> [課題の指示] ある青春小説を読んだ感想を述べた文章について、その最後の文の後から続きを書き継いでください。

> [読解用の文章]
■ ■ ■ ■ ■ ■ ■
可愛いくてきれいなパステルカラーの表紙と、キャッチーなタイトル、「青春小説」という帯文で、きっと普段のわたしなら手にとらない本だったかもしれません。
(キラキラした青春小説が超苦手の民。)

手にとったのは、信頼している文学系Youtuberの梨ちゃんや齋藤あかりちゃん、書評家の三宅香帆さんなどが絶賛していたから。その辺りの方々がここまで褒めたたえるのであれば読んでみよう、と。

結果、めちゃくちゃ良かった。

あらすじとしては、主人公の女子高生ちぐさは、父親が再婚して新しいお母さんと弟が出来て、弟の晴彦はちょっとクールというか濃淡のない感じなのだけど、ある日彼が「ブラジャー」をあてているのを見てしまう、という内容。
ちぐさは「LGBT?」と困惑して何と声をかけて良いかあたふたするのだけど、晴彦はあくまで「お洒落で綺麗だから」ブラジャーをつけている。
そんな晴彦に、ちぐさは下着選びを手伝ってもらって・・・・
といった感じでストーリーが進みます。

こういう一見”多様性”的な小説って今のはやりなのか割とよく見かける気がして正直いまちょっとオナカイッパイ気味なのですが、それとも少し違った。
ちぐさちゃんはあくまで真っすぐで、ちぐさが悩んだり躓いたりしている世界なんて、大人になったわたしが読者という引いた立場から見ると本当に小さくて狭くて、でもちぐさにはそんなことが見えないから、その狭く小さい世界の中でたくさんもがいて壁にぶつかって傷ついたり成長したり。
あくまで晴彦がブラジャーが好き、ということは、もちろんちぐさにとっては大きな主題なのだけど、ちぐさを構成する要素の一つでしかなく、ちぐさの周りにはいつも一緒にいるけどちょっとした距離を感じている友人2人、年上の彼氏、新しいお母さん…などたくさんの要素があってそれらがちぐさの中で影響しあっている。ちぐさなりにめちゃくちゃ考えて考えて、行動したり間違えたり、それでまた一喜一憂して…という印象を受けました。
難しい言葉で書かれた作品ではないけれど決して子供だましでもない、読みやすいのに心に響く(何度も「ハッ」とする)、ものすごい小説でした。
■ ■ ■ ■ ■ ■ ■
> [提供資料]
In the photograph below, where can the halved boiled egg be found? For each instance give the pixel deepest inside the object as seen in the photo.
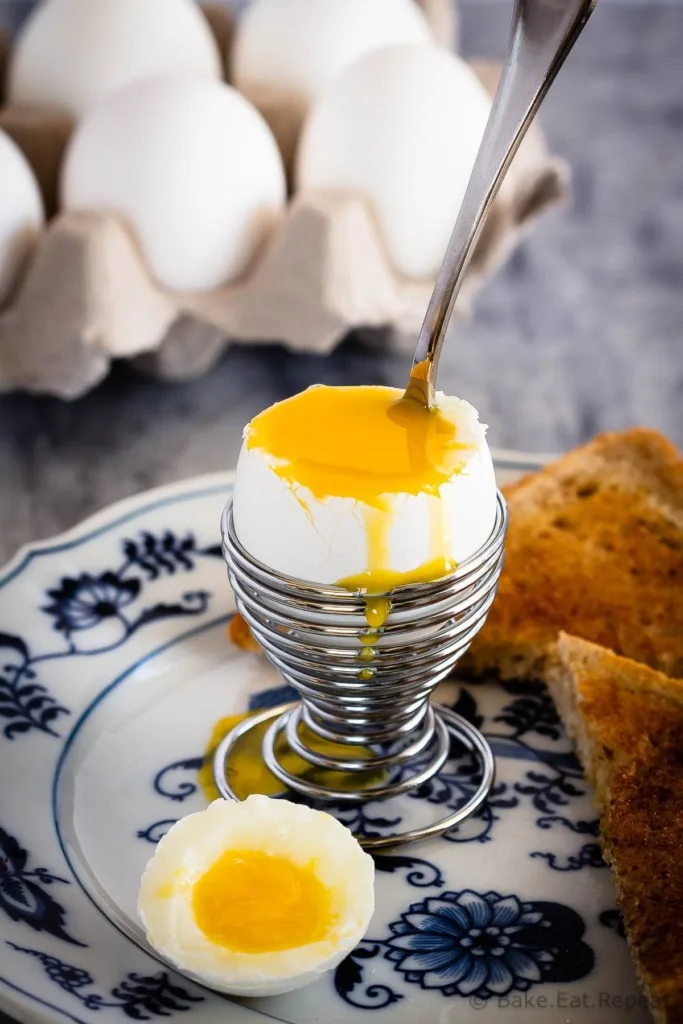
(257, 898)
■ ■ ■ ■ ■ ■ ■
> [解答例]
わたしはこの年(アラサーです)になってもまだ自分が見えている世界なんて狭いと思うしそれでも突き進むしかなくてそのたびに壁にぶつかってへこんだりしているけど、それは昔からの気質もあるのだけど、ちぐさちゃんの姿勢に重なって見えて何か胸が熱くなりました。

キャラも皆良かったな~。変に誇張されていない感じが良かった。晴彦はカッコイイし、カワイイ。みんな晴彦推しになると思う。

何となくタイトルや綺麗な絵から敬遠していたひねくれた(わたしのような)人、「青春小説」と聞いて斜に構えちゃう(わたしのような)人、タイトルで何となく手に取りにくさを感じる男性(Amazonがあるよ!)、活字から少し遠ざかっている人、読みやすい本が読みたい人、でも軽いわけでなくて読んだ後に心に何か来るものが欲しい人、に、おすすめです。(多いよ)

全部ひっくるめて楽しい、愛しい一冊になりました。
本当に読んで良かった。
こういう、普段手に取らなさそうな本を手に取らせる力があるから、やっぱり文学系メディアはこれからも追いたいなって思いました。
また、7月に佐原さんの新刊も出るらしくてそれもかなり面白そうなので注目です。『ペーパーリリイ』というタイトルで、女性二人が百合を探す旅に出かける爆走ロードノベルですって。面白い以外なくない?絶対読む。
『ペーパーリリイ』が楽しみな人も、それまでに『ブラザーズ・ブラジャー』読みましょ♡

読んで良かった、染みわたる、栄養になるような小説に出会うことってありがたいことに本当に多いのですが、それにプラスして「あぁこの一冊、好きだなあ」と思える本に出会えて嬉しかった。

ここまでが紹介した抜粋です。